Using household level panel data collected by the Centre for Monitoring Indian Economy (CMIE) A. Sahasranaman and N. Kumar (2020) analysed income distribution and inequality in India over the period 2014 to 2019. Their findings suggest that the bottom 10 percent of India’s rural population reported a decline in income by upto 41% and real average incomes declined at -4.3% per year during this period. This was the trend prior to the covid pandemic and despite free food transfers! This group mainly consists of small and marginal farmers, and agricultural labourers whose economic situation is deteriorating. Their analysis points to a regressive redistribution of resources from the bottom to the top.

Credit Suisse which compiles global wealth statistics in its 2022 report notes that wealth inequalities in India are rising rapidly with the top 1% of the population accounting for 41% of the national wealth (Credit Suisse 2022). The bottom 50% of the population own a mere 2.8% of the national wealth. The World Economic Forum’s Inclusive Development Index report for 2018 notes that 6 out of 10 Indians live on less than $3.20 per day.

A World Bank Report (2022) indicates that 70 million people fell below the poverty line of $2.15 per day in the world in 2020 of which India alone accounted for 80% (56 million). Slower GDP growth, stagnant agricultural growth (<3% annually during 2014-20), high unemployment rates (around 8% according to CMIE), decline in real rural wages are contributory factors.

A study on State of Working India 2021 by researchers at the Azim Premji University (2021) indicates the adverse impact of the pandemic with about 100 million people losing their jobs during the nationwide April-May 2020 lockdown. Although most were back at work by June 2020, even by the end of 2020, about 15 million workers remained out of work. Women and younger workers were affected the most. The study indicates that the number of people with incomes below the national minimum wage threshold of Rs.375 per day recommended by the Anoop Satpathy committee (2019) constituted by the Ministry of Labour and Employment, Government of India increased by 230 million during the pandemic. This implied an increase in the poverty rate by 15 percentage points in rural and nearly 20 percentage points in urban areas.

(Supplied material)

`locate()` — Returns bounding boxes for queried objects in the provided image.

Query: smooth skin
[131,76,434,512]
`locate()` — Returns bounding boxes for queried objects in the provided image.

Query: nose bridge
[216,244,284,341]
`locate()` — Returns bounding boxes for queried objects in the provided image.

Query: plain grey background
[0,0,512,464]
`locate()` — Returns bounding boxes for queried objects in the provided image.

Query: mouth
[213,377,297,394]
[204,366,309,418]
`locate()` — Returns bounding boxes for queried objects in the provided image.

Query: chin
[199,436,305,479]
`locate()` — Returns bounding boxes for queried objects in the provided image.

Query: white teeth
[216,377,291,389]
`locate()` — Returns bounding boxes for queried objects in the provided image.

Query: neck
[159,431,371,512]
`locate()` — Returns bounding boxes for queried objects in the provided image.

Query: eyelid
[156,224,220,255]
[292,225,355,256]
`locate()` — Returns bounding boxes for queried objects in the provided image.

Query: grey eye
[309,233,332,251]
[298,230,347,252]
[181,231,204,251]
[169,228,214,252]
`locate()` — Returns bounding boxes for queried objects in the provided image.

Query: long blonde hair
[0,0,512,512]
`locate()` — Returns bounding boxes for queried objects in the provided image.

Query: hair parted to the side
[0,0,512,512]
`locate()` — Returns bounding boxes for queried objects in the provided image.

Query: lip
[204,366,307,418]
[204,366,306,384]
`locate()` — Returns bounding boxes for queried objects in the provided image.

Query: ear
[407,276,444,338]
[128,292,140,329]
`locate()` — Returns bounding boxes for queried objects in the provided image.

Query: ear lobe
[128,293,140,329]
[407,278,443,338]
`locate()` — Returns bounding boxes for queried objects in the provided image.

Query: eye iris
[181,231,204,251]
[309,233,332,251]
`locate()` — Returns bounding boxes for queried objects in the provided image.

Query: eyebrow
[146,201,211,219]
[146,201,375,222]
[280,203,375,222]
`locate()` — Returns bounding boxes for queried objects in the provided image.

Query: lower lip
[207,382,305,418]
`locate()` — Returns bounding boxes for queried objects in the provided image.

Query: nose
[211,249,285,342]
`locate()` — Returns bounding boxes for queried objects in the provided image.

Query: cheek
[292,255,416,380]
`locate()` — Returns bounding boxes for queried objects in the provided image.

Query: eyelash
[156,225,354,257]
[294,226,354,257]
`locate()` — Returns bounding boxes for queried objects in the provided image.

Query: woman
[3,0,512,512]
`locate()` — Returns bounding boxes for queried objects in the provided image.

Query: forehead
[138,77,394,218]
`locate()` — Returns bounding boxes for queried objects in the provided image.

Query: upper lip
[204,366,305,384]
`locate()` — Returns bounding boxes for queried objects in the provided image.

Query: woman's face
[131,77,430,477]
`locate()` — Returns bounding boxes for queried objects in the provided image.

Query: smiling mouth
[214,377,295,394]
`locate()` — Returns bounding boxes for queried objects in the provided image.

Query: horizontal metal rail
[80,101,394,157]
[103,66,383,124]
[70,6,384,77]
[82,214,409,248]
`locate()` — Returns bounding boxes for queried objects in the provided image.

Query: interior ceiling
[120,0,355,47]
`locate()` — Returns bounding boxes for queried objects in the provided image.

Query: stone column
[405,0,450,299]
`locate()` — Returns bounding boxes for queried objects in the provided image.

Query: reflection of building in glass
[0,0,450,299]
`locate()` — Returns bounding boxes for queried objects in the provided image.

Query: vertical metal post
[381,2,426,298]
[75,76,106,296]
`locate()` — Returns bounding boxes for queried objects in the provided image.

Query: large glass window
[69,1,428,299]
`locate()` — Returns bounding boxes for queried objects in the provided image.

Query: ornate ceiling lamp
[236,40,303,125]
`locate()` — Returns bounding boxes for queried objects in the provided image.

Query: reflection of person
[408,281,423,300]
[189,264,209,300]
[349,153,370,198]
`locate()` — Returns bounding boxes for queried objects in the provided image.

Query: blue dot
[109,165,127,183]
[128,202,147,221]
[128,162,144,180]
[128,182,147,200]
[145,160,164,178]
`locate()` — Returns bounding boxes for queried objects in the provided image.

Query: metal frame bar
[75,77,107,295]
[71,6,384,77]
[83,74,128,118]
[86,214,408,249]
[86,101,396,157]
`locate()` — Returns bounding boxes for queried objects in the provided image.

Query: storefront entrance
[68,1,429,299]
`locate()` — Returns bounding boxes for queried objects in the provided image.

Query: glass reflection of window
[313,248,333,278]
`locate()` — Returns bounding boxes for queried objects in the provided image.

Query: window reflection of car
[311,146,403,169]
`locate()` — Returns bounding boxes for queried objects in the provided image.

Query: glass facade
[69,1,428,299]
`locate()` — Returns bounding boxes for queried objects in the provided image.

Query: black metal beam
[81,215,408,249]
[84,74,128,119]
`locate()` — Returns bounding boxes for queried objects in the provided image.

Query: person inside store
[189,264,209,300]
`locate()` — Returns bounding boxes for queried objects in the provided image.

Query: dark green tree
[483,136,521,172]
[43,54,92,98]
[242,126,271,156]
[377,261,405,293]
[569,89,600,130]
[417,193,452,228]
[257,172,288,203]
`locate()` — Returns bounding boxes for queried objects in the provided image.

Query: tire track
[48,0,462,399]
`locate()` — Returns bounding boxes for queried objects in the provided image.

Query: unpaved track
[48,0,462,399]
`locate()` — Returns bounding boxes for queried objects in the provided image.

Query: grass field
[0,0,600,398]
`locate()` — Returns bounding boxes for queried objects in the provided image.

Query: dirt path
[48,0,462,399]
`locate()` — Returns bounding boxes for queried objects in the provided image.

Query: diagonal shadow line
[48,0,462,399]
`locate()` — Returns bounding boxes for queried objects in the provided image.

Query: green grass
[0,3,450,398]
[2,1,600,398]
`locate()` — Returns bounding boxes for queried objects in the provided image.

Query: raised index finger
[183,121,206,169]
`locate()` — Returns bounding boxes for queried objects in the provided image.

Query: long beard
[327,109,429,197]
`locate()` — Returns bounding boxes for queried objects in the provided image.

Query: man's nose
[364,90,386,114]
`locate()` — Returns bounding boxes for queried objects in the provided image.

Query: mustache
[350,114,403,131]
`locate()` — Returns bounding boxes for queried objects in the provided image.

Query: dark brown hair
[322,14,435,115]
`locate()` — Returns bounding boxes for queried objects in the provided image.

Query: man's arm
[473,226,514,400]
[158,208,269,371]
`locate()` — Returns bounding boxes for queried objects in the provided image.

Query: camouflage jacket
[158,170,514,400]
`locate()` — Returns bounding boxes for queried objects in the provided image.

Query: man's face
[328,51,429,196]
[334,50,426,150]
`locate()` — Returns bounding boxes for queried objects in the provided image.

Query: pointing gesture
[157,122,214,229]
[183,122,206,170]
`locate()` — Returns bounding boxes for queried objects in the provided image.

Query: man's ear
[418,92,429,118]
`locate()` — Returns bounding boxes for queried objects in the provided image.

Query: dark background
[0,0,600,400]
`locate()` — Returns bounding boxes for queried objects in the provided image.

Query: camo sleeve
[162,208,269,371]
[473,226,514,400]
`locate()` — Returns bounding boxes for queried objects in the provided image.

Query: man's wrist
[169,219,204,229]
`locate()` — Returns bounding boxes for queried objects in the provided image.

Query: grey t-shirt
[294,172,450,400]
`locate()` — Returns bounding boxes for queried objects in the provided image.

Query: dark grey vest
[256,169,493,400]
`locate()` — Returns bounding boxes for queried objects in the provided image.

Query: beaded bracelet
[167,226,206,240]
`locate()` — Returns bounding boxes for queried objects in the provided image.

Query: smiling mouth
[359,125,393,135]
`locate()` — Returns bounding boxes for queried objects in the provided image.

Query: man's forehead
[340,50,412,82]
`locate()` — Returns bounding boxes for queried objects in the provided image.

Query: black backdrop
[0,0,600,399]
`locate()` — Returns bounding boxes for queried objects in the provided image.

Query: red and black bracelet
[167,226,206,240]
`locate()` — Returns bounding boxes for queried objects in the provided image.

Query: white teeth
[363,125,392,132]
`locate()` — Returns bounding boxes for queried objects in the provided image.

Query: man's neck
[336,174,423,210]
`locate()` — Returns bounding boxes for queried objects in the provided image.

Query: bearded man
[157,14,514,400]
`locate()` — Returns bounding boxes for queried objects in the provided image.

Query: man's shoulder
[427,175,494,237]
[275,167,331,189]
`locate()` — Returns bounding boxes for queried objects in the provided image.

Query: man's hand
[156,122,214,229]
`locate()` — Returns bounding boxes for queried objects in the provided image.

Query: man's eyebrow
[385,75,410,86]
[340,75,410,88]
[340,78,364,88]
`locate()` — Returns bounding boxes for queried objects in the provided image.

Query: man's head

(Brief 1) In the passage on inequality in India, what share of the national wealth do the bottom 50% of the population own?
(Brief 2) Translate into Spanish this sentence from the passage on inequality in India: "Women and younger workers were affected the most."
(Brief 3) From the passage on inequality in India, set down word for word the part that opens with the words containing "Using household level" and closes with "to the top.".

(Problem solution 1) They own 2.8% of the national wealth.

(Problem solution 2) Las mujeres y los trabajadores más jóvenes fueron los más afectados.

(Problem solution 3)
Using household level panel data collected by the Centre for Monitoring Indian Economy (CMIE) A. Sahasranaman and N. Kumar (2020) analysed income distribution and inequality in India over the period 2014 to 2019. Their findings suggest that the bottom 10 percent of India’s rural population reported a decline in income by upto 41% and real average incomes declined at -4.3% per year during this period. This was the trend prior to the covid pandemic and despite free food transfers! This group mainly consists of small and marginal farmers, and agricultural labourers whose economic situation is deteriorating. Their analysis points to a regressive redistribution of resources from the bottom to the top.